* DATA FOR THIS TASK *
◆ ◆ ◆ ◆ ◆ ◆ ◆

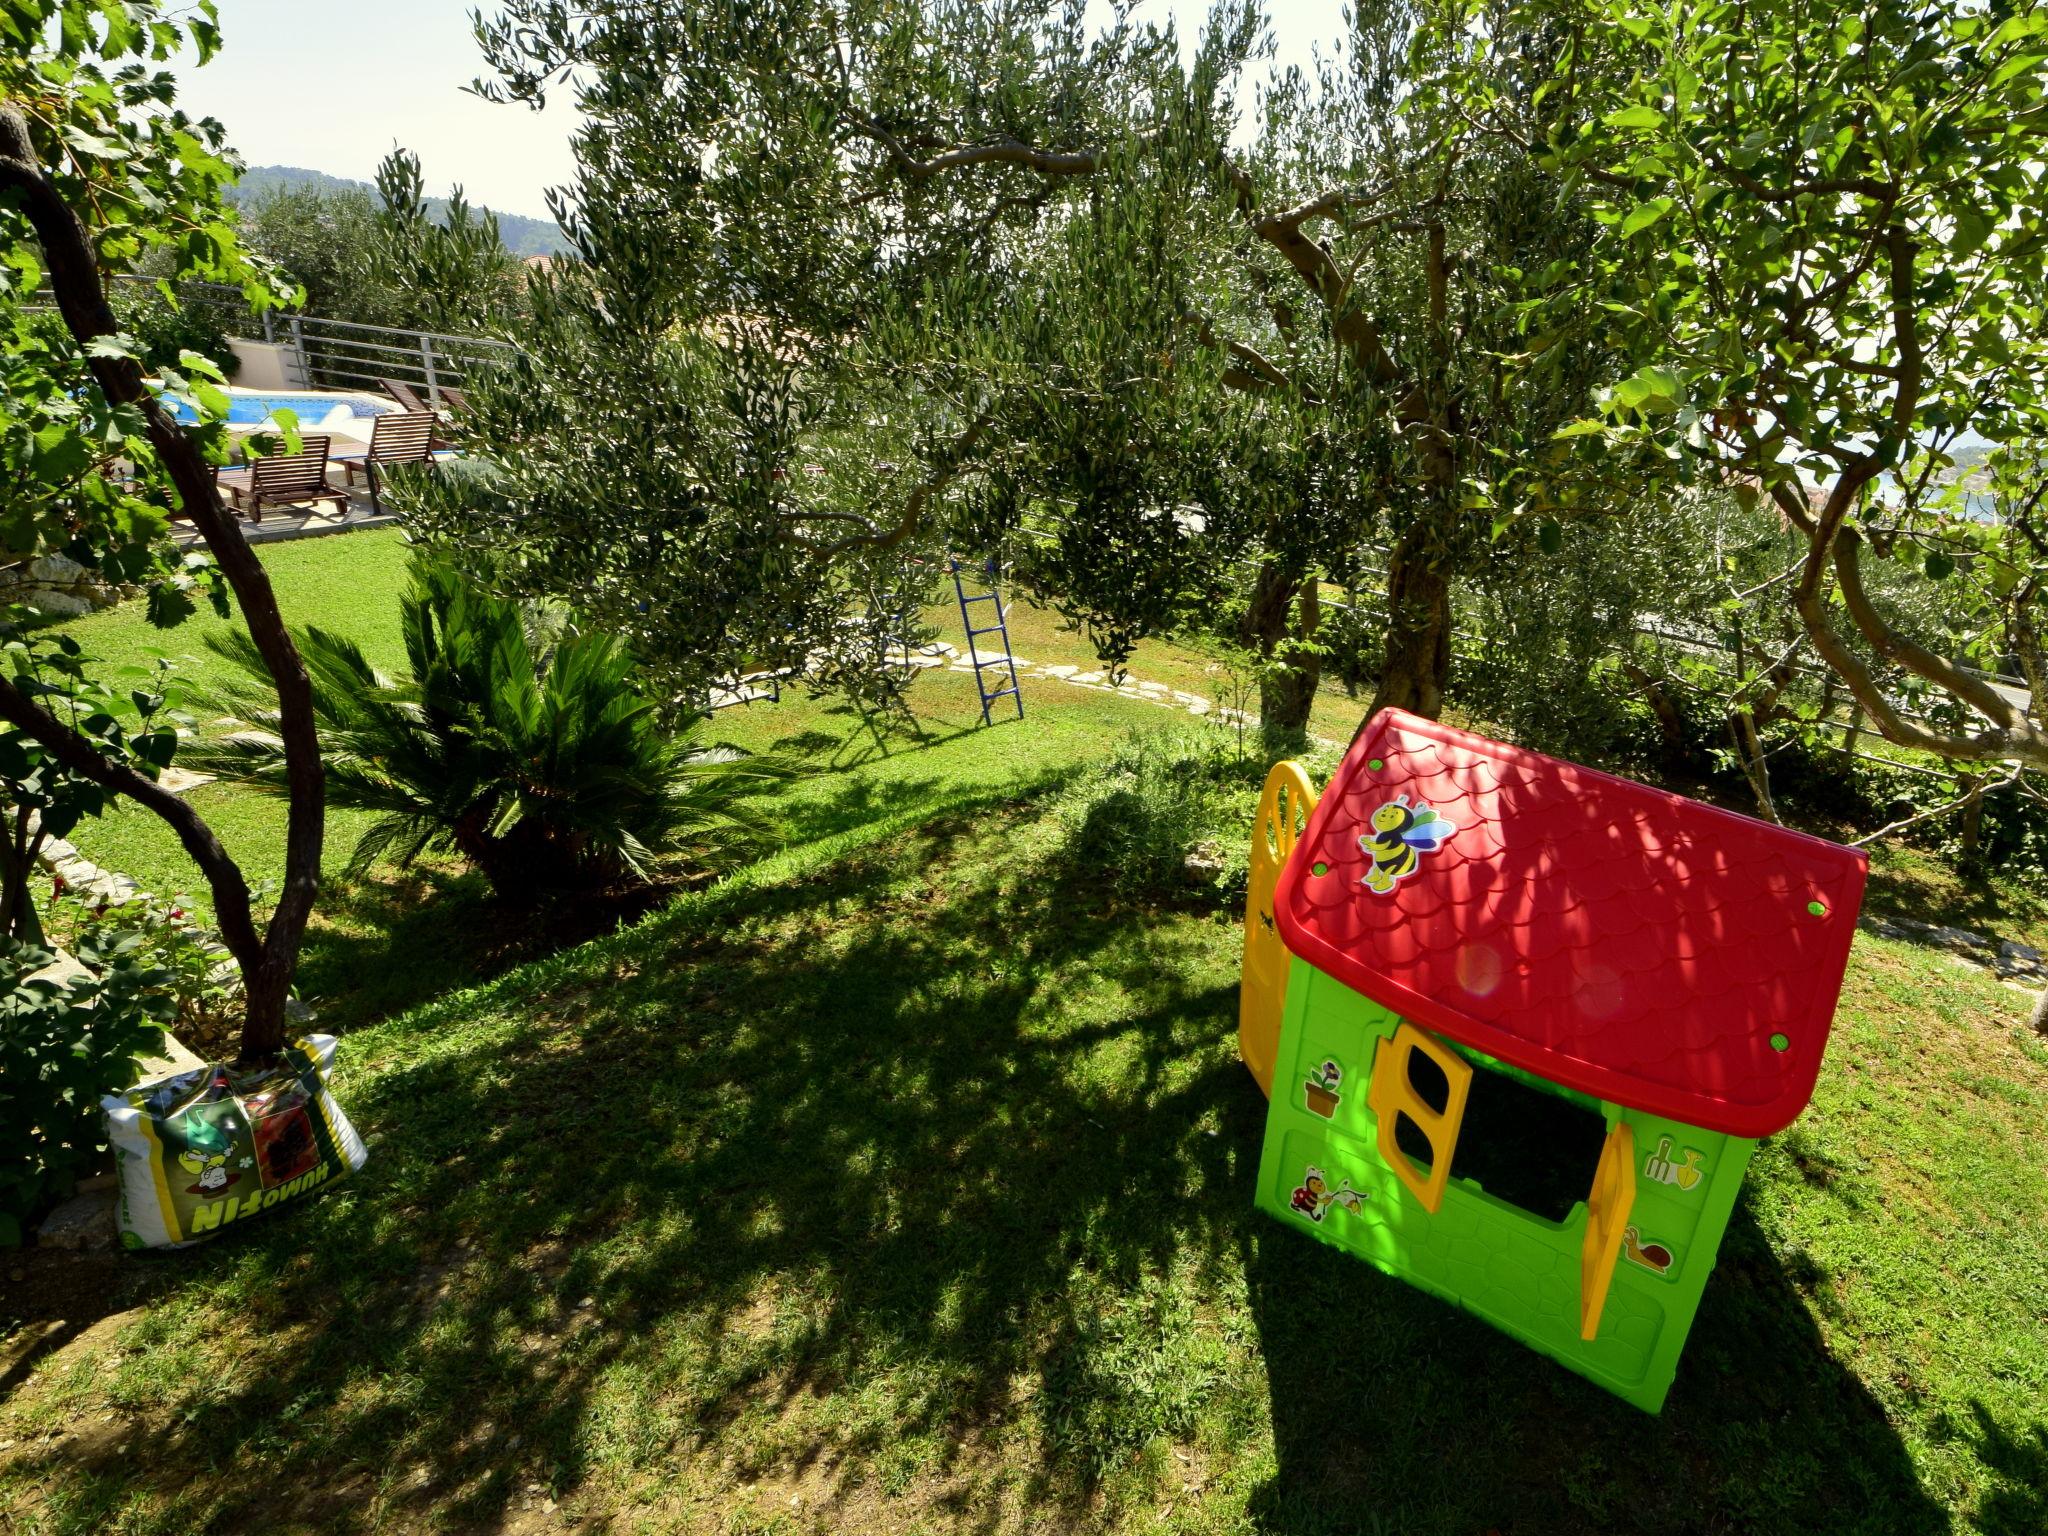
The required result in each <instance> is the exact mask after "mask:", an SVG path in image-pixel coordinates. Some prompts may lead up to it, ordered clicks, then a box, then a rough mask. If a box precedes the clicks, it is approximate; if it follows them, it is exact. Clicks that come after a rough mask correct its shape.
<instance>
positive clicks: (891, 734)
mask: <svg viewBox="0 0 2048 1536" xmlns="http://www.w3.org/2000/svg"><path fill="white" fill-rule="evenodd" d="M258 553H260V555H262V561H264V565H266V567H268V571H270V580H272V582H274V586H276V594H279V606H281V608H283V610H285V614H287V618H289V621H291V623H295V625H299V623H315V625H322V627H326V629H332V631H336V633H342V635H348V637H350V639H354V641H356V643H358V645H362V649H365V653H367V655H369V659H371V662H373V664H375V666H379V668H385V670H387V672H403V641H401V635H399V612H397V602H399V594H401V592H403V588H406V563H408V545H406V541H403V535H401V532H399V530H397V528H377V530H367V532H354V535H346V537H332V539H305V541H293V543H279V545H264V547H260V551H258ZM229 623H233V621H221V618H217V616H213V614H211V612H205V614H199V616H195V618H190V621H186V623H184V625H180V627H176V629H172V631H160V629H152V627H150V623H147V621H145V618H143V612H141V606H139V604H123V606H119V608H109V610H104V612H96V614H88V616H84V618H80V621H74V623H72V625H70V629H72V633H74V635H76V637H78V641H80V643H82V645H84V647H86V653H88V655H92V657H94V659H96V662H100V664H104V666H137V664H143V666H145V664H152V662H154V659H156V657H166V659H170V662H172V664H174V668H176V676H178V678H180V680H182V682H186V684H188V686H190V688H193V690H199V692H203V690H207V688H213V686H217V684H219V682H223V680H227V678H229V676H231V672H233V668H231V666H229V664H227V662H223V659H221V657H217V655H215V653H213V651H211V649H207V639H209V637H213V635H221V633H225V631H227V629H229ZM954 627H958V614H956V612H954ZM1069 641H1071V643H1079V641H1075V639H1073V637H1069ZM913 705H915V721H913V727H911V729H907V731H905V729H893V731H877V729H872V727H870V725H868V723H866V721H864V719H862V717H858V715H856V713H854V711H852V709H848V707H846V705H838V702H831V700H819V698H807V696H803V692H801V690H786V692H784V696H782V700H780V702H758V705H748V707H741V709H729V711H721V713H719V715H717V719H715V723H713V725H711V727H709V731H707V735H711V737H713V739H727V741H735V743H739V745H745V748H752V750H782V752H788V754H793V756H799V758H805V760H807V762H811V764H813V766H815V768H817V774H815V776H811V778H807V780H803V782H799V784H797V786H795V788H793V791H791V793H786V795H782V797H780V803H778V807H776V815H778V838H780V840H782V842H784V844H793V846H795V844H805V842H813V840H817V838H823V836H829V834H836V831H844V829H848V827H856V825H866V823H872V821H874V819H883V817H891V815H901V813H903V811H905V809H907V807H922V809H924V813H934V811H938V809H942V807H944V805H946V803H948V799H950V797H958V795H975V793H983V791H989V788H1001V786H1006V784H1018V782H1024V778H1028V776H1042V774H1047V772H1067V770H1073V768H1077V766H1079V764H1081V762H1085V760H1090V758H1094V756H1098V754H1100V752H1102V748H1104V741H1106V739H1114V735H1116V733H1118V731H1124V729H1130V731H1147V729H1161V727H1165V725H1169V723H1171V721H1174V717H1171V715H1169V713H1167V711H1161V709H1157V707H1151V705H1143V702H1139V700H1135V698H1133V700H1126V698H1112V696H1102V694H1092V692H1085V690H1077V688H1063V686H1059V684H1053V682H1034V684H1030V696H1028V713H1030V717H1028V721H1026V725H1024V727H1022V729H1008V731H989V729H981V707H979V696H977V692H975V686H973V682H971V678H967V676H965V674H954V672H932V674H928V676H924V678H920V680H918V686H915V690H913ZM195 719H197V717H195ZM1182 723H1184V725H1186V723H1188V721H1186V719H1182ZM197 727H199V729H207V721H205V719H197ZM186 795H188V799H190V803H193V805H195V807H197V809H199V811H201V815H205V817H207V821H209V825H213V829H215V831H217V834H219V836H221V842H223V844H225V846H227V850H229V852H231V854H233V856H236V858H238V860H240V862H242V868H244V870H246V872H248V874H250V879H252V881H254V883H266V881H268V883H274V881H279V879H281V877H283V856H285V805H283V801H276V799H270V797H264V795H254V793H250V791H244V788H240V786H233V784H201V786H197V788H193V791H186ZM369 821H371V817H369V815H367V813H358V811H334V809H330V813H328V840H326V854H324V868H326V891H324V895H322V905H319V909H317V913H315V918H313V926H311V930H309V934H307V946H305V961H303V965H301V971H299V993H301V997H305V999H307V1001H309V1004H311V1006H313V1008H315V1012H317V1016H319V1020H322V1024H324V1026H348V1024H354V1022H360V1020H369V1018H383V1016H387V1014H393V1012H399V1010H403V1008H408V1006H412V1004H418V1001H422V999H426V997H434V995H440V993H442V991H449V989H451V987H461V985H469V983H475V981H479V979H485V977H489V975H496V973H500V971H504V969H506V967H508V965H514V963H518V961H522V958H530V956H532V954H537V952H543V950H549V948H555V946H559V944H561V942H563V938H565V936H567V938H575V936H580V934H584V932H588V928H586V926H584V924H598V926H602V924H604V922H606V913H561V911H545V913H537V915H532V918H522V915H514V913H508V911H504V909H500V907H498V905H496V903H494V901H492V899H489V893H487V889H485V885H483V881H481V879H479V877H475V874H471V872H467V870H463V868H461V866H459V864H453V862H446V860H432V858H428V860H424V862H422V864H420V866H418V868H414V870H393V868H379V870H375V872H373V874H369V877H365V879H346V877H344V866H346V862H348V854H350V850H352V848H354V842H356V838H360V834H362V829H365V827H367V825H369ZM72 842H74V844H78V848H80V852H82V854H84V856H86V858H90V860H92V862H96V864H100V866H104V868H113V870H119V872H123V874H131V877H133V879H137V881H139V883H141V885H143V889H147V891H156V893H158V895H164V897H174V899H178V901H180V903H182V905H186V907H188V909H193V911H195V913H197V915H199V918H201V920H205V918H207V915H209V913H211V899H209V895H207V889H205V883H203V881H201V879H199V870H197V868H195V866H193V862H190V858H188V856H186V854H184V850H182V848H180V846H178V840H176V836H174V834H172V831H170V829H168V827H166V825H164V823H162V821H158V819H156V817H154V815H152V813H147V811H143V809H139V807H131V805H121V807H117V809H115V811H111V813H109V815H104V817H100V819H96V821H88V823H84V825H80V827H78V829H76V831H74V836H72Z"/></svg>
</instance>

◆ ◆ ◆ ◆ ◆ ◆ ◆

* AIM OF THE EXERCISE *
Return each line of the records above unchanged, leaving the pictures out of your answer.

* ANSWER SECTION *
The required result in each <instance> is the exact mask after "mask:", an SVG path in image-pixel coordinates. Some prompts may lead up to it, ordered clicks, then a box, then a rough mask. If a box precedes the clicks, it is approximate; if it follows them, it is exact. Clicks that come after a rough mask correct its shape.
<instance>
positive clicks: (891, 734)
mask: <svg viewBox="0 0 2048 1536" xmlns="http://www.w3.org/2000/svg"><path fill="white" fill-rule="evenodd" d="M258 553H260V555H262V561H264V565H266V567H268V571H270V580H272V582H274V586H276V594H279V606H281V608H283V610H285V614H287V618H289V621H291V623H295V625H299V623H315V625H322V627H326V629H332V631H336V633H342V635H348V637H350V639H354V641H356V643H358V645H362V649H365V653H367V655H369V659H371V662H373V664H375V666H379V668H385V670H387V672H403V641H401V635H399V612H397V602H399V594H401V592H403V588H406V563H408V545H406V541H403V535H401V532H399V530H397V528H377V530H367V532H354V535H346V537H332V539H305V541H293V543H279V545H264V547H260V551H258ZM229 623H233V621H221V618H217V616H213V614H211V612H205V614H199V616H195V618H190V621H186V623H184V625H180V627H176V629H172V631H160V629H152V627H150V623H147V621H145V618H143V612H141V606H139V604H123V606H119V608H109V610H104V612H96V614H88V616H84V618H80V621H74V623H72V625H70V629H72V633H74V635H76V637H78V641H80V643H82V645H84V647H86V653H88V655H92V657H94V659H96V662H100V664H104V666H137V664H143V666H145V664H152V662H154V659H156V657H166V659H170V662H172V664H174V668H176V676H178V678H180V680H182V682H186V684H188V686H190V688H193V690H199V692H203V690H207V688H213V686H217V684H219V682H223V680H227V678H229V676H231V672H233V668H231V666H229V664H227V662H223V659H221V657H217V655H215V653H213V651H211V649H207V639H209V637H213V635H221V633H225V631H227V629H229ZM954 627H958V614H956V612H954ZM1069 641H1071V643H1079V641H1075V639H1073V637H1069ZM913 705H915V721H913V727H911V729H907V731H905V729H893V731H877V729H872V727H870V725H868V723H866V721H864V719H862V717H858V715H856V713H854V711H852V709H848V707H846V705H838V702H831V700H819V698H807V696H803V692H801V690H786V692H784V696H782V700H780V702H758V705H748V707H741V709H729V711H721V713H719V715H717V719H715V723H713V725H711V727H709V731H707V735H711V737H713V739H727V741H735V743H739V745H745V748H752V750H782V752H788V754H793V756H799V758H805V760H807V762H811V764H813V766H815V768H817V774H815V776H811V778H807V780H803V782H799V784H797V786H795V788H793V791H791V793H786V795H782V797H780V803H778V807H776V815H778V838H780V840H782V842H784V844H793V846H795V844H805V842H813V840H817V838H823V836H829V834H836V831H844V829H848V827H856V825H866V823H872V821H874V819H883V817H891V815H901V813H903V811H905V809H907V807H922V809H924V813H934V811H938V809H942V807H944V805H946V803H948V799H950V797H958V795H975V793H983V791H989V788H1001V786H1006V784H1018V782H1024V778H1028V776H1042V774H1047V772H1067V770H1073V768H1077V766H1079V764H1081V762H1085V760H1090V758H1094V756H1098V754H1100V752H1102V748H1104V741H1106V739H1114V735H1116V733H1118V731H1124V729H1130V731H1147V729H1161V727H1165V725H1169V723H1171V721H1174V717H1171V715H1169V713H1167V711H1161V709H1157V707H1151V705H1143V702H1139V700H1135V698H1133V700H1126V698H1112V696H1102V694H1092V692H1085V690H1077V688H1063V686H1059V684H1053V682H1034V684H1030V696H1028V713H1030V717H1028V721H1026V725H1024V727H1022V729H1008V731H989V729H981V707H979V696H977V692H975V686H973V682H971V678H967V676H965V674H954V672H932V674H928V676H924V678H920V680H918V686H915V690H913ZM195 719H197V717H195ZM1182 723H1184V725H1186V723H1188V721H1186V719H1182ZM197 727H199V729H207V721H205V719H197ZM186 795H188V799H190V803H193V805H195V807H197V809H199V811H201V815H205V817H207V821H209V825H213V829H215V831H217V834H219V836H221V842H223V844H225V846H227V850H229V852H231V854H233V856H236V858H238V860H240V862H242V868H244V870H246V872H248V874H250V879H252V881H254V883H266V881H268V883H274V881H279V879H281V877H283V856H285V805H283V801H276V799H270V797H264V795H254V793H250V791H244V788H240V786H233V784H201V786H197V788H193V791H186ZM369 821H371V817H369V815H367V813H358V811H334V809H330V813H328V840H326V854H324V868H326V891H324V895H322V905H319V909H317V913H315V918H313V926H311V930H309V934H307V946H305V961H303V965H301V971H299V993H301V997H305V999H307V1001H309V1004H311V1006H313V1008H315V1012H317V1016H319V1020H322V1024H324V1026H348V1024H354V1022H360V1020H369V1018H383V1016H387V1014H393V1012H399V1010H403V1008H408V1006H412V1004H418V1001H422V999H426V997H434V995H440V993H442V991H449V989H451V987H461V985H469V983H475V981H479V979H485V977H489V975H496V973H500V971H504V969H506V967H508V965H514V963H518V961H522V958H530V956H532V954H537V952H543V950H549V948H555V946H559V944H561V942H563V938H565V936H567V938H575V936H580V934H584V932H588V928H586V926H584V924H598V926H602V924H604V922H606V913H561V911H545V913H537V915H532V918H522V915H514V913H508V911H504V909H500V907H498V905H496V903H494V901H492V899H489V893H487V889H485V885H483V881H481V879H479V877H475V874H471V872H467V870H463V868H461V866H459V864H453V862H446V860H432V858H428V860H424V862H422V864H420V866H418V868H414V870H393V868H379V870H375V872H373V874H369V877H365V879H346V877H344V866H346V862H348V854H350V850H352V848H354V842H356V838H360V834H362V829H365V827H367V825H369ZM72 842H74V844H78V848H80V852H82V854H84V856H86V858H90V860H92V862H96V864H100V866H104V868H113V870H119V872H123V874H131V877H133V879H137V881H139V883H141V885H143V889H147V891H156V893H158V895H164V897H174V899H178V901H180V903H182V905H186V907H188V909H193V911H195V913H197V915H199V918H201V920H205V918H207V915H209V913H211V899H209V895H207V889H205V883H203V881H201V879H199V870H197V868H195V866H193V862H190V858H188V856H186V854H184V850H182V848H180V846H178V840H176V836H174V834H172V831H170V829H168V827H166V825H164V823H162V821H158V819H156V817H154V815H152V813H147V811H143V809H139V807H131V805H121V807H117V809H115V811H111V813H109V815H104V817H100V819H96V821H88V823H84V825H80V827H78V829H76V831H74V836H72Z"/></svg>
</instance>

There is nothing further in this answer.